GIVEN PROBLEM -> Write out the entries below again, replacing "paving slab" with "paving stone" wherever it appears and keeping everything else the same. Leave the pictures out.

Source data
## begin

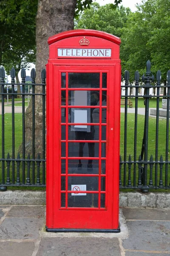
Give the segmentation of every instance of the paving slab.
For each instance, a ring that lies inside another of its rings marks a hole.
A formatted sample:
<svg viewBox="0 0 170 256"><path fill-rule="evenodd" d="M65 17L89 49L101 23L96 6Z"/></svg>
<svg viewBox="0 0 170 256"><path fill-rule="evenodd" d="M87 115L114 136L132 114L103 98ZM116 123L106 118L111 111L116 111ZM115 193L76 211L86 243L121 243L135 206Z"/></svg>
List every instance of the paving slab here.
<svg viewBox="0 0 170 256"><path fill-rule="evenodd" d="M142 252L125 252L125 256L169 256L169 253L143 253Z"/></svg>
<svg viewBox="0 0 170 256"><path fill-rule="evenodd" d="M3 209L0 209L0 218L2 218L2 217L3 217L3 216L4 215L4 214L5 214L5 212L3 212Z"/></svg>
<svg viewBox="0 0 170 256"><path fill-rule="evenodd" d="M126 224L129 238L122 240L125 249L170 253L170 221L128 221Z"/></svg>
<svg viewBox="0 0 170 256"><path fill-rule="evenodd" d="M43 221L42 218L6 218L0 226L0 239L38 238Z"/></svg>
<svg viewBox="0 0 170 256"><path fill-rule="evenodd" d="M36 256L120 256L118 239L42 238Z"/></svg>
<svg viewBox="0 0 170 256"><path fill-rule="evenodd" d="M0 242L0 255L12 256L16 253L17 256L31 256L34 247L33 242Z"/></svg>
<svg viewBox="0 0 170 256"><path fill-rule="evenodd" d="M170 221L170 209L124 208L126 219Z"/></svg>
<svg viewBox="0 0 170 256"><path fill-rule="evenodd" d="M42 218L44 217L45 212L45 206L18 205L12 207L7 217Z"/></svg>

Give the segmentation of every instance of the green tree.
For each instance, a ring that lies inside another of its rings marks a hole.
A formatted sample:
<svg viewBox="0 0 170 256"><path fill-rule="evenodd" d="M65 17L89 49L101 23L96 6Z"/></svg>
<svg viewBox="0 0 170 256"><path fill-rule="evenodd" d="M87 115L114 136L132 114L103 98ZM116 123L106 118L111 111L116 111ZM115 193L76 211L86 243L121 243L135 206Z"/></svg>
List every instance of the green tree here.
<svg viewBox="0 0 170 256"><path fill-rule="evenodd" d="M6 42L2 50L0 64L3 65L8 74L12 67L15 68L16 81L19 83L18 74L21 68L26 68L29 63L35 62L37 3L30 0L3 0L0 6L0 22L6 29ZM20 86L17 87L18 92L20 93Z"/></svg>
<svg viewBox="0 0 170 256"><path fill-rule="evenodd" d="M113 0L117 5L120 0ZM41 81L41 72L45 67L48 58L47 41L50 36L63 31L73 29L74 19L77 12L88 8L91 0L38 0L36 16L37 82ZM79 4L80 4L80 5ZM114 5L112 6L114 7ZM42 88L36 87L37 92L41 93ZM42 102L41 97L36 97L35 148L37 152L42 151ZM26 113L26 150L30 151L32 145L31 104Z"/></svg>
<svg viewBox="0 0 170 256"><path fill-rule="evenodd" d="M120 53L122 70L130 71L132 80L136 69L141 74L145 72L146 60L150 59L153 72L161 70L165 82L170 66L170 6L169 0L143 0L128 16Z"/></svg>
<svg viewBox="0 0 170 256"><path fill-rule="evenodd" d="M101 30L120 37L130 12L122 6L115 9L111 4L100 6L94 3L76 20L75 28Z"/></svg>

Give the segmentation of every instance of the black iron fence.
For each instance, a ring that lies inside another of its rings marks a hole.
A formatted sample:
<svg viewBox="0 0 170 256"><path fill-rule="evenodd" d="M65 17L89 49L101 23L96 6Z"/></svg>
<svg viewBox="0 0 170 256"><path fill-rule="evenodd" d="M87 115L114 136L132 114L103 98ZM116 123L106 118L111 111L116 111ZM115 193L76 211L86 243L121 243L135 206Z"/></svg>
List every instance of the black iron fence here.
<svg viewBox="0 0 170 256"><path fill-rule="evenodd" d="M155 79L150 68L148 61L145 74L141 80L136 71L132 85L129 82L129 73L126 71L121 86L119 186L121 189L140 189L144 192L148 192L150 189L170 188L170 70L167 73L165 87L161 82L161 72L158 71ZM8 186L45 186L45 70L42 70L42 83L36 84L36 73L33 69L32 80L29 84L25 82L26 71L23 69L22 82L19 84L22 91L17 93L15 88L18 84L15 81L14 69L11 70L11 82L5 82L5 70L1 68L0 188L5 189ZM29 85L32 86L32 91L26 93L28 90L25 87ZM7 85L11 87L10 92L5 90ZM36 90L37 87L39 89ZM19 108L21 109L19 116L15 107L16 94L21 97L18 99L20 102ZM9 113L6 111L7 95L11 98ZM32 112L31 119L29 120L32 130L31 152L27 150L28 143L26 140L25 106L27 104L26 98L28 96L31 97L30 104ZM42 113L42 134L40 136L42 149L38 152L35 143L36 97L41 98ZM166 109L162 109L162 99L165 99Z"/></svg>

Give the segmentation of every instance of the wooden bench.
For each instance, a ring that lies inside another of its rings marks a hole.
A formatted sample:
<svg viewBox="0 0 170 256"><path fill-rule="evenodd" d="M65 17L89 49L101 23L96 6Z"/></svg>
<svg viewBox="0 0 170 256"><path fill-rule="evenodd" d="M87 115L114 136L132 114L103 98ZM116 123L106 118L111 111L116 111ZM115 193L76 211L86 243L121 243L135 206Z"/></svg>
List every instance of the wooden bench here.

## end

OUTPUT ->
Give the segmentation of every instance of the paving stone.
For each instance, a ring that lies inside another of its rings marks a hole.
A formatted sample:
<svg viewBox="0 0 170 256"><path fill-rule="evenodd" d="M65 17L89 49L101 23L96 6Z"/></svg>
<svg viewBox="0 0 170 256"><path fill-rule="evenodd" d="M87 115L114 136L132 114L103 98ZM116 123L106 118L111 111L116 111ZM115 193L76 211L86 243L121 243L135 206Z"/></svg>
List every instance of the paving stone here.
<svg viewBox="0 0 170 256"><path fill-rule="evenodd" d="M142 252L125 252L125 256L169 256L169 253L143 253Z"/></svg>
<svg viewBox="0 0 170 256"><path fill-rule="evenodd" d="M3 209L0 209L0 218L2 218L2 217L3 217L3 216L4 215L4 214L5 214L5 212L3 212Z"/></svg>
<svg viewBox="0 0 170 256"><path fill-rule="evenodd" d="M126 224L129 238L122 240L125 249L170 253L170 221L128 221Z"/></svg>
<svg viewBox="0 0 170 256"><path fill-rule="evenodd" d="M43 221L42 218L6 218L0 226L0 239L38 238Z"/></svg>
<svg viewBox="0 0 170 256"><path fill-rule="evenodd" d="M36 256L120 256L118 239L42 238Z"/></svg>
<svg viewBox="0 0 170 256"><path fill-rule="evenodd" d="M0 242L0 255L12 256L16 253L17 256L31 256L34 247L33 242Z"/></svg>
<svg viewBox="0 0 170 256"><path fill-rule="evenodd" d="M170 221L170 209L124 208L126 219Z"/></svg>
<svg viewBox="0 0 170 256"><path fill-rule="evenodd" d="M42 218L44 217L45 212L45 206L18 205L12 207L7 217Z"/></svg>

Give the segmentation of every instance of the green tree.
For each instance, a ring that lies inside another of its rings marks a hole.
A formatted sample:
<svg viewBox="0 0 170 256"><path fill-rule="evenodd" d="M65 17L89 49L101 23L96 6Z"/></svg>
<svg viewBox="0 0 170 256"><path fill-rule="evenodd" d="M87 115L114 136L132 114L103 98ZM116 123L106 118L111 111L116 111ZM115 193L76 211L86 243L121 243L135 206Z"/></svg>
List every instance of the green tree here.
<svg viewBox="0 0 170 256"><path fill-rule="evenodd" d="M6 42L2 50L0 64L3 65L8 74L12 67L15 68L16 81L19 83L18 74L21 68L26 68L29 63L35 62L37 3L30 0L3 0L0 6L0 22L6 29ZM20 86L17 87L18 92L20 93Z"/></svg>
<svg viewBox="0 0 170 256"><path fill-rule="evenodd" d="M113 0L117 5L120 0ZM41 81L41 72L45 67L48 58L47 41L50 36L63 31L73 29L74 19L77 12L88 8L91 0L38 0L36 16L37 82ZM79 4L80 4L80 5ZM114 5L112 6L114 7ZM42 88L36 87L37 92L41 93ZM42 102L41 97L36 97L35 148L37 152L42 151ZM26 113L26 150L30 151L32 145L31 104Z"/></svg>
<svg viewBox="0 0 170 256"><path fill-rule="evenodd" d="M120 53L122 70L130 71L132 80L136 69L141 74L145 72L146 60L150 59L153 72L161 70L165 82L170 66L170 6L169 0L143 0L128 16Z"/></svg>
<svg viewBox="0 0 170 256"><path fill-rule="evenodd" d="M101 30L120 37L130 12L122 6L115 9L111 4L100 6L94 3L76 20L75 28Z"/></svg>

Give the segmentation of every instance of the black iron fence.
For each instance, a ring that lies inside another of its rings marks a hole.
A formatted sample:
<svg viewBox="0 0 170 256"><path fill-rule="evenodd" d="M65 17L89 49L101 23L96 6Z"/></svg>
<svg viewBox="0 0 170 256"><path fill-rule="evenodd" d="M87 115L114 136L132 114L103 98ZM116 123L106 118L111 111L116 111ZM115 193L76 211L86 243L121 243L135 206Z"/></svg>
List every instance of the black iron fence here.
<svg viewBox="0 0 170 256"><path fill-rule="evenodd" d="M155 79L150 68L148 61L145 74L141 80L136 71L132 85L129 82L129 73L126 71L121 86L119 186L121 189L140 189L144 192L148 192L150 189L170 188L170 70L167 73L165 87L161 82L161 72L158 71ZM8 186L45 186L45 70L42 70L42 83L36 84L36 73L33 69L32 80L29 84L25 82L26 71L23 69L22 82L19 84L22 91L17 93L15 88L18 84L15 81L14 69L11 70L11 82L5 82L5 70L1 68L0 188L5 189ZM29 85L32 86L32 91L26 93L28 90L25 87ZM7 85L11 87L10 92L5 90ZM36 90L37 87L39 89ZM19 108L21 109L19 116L15 107L16 94L21 97L18 99L20 102ZM9 113L6 111L7 95L11 98ZM32 112L31 119L29 120L32 130L31 152L27 150L28 143L26 140L25 106L27 104L26 98L28 96L31 97L30 104ZM42 113L42 134L40 136L42 149L38 152L35 143L36 97L41 98ZM166 109L162 109L162 99L165 99Z"/></svg>

Give the segmentation of every instance of the wooden bench.
For each instance, a ring that lies inside another of its rings marks a hole.
A formatted sample:
<svg viewBox="0 0 170 256"><path fill-rule="evenodd" d="M65 17L89 49L101 23L96 6Z"/></svg>
<svg viewBox="0 0 170 256"><path fill-rule="evenodd" d="M87 115L114 136L132 114L103 98ZM116 123L106 118L111 111L116 111ZM115 193L76 211L86 243L121 243L135 206Z"/></svg>
List every instance of the wooden bench here.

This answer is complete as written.